# Instructions to follow:
Copy the lines word for word. Begin at the line that contains "Target: yellow awning" and end with the final line of the data.

# Exercise data:
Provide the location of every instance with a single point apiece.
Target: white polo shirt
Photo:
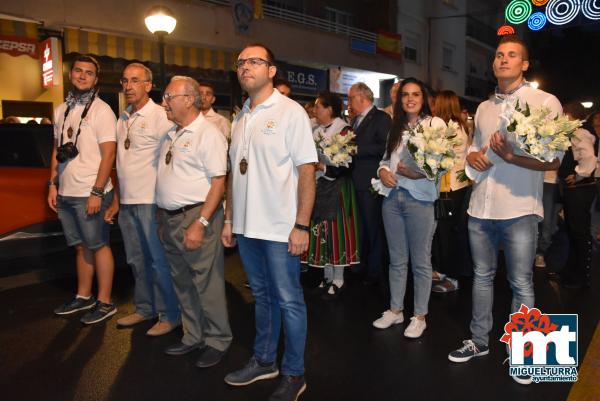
(77, 176)
(278, 136)
(137, 166)
(198, 153)
(220, 121)
(506, 191)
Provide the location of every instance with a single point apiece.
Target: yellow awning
(87, 42)
(18, 28)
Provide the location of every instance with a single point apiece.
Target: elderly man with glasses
(141, 128)
(189, 193)
(270, 198)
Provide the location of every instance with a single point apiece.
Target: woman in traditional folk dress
(451, 254)
(334, 232)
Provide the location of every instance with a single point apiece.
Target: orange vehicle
(28, 227)
(24, 162)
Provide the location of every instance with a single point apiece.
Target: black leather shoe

# Reply to the exercise:
Target: yellow awning
(87, 42)
(18, 28)
Provide the location of every instance with a single point apiece.
Target: elderly man with glasses
(141, 128)
(189, 193)
(270, 198)
Provide the location of every instance with a single point apiece.
Target: woman in traditional folk dress
(451, 254)
(334, 232)
Provide the location of every instance with a single point apiece.
Target: orange vehicle
(28, 227)
(24, 162)
Provide the location of every instance with a single point apiece.
Target: black leather shoe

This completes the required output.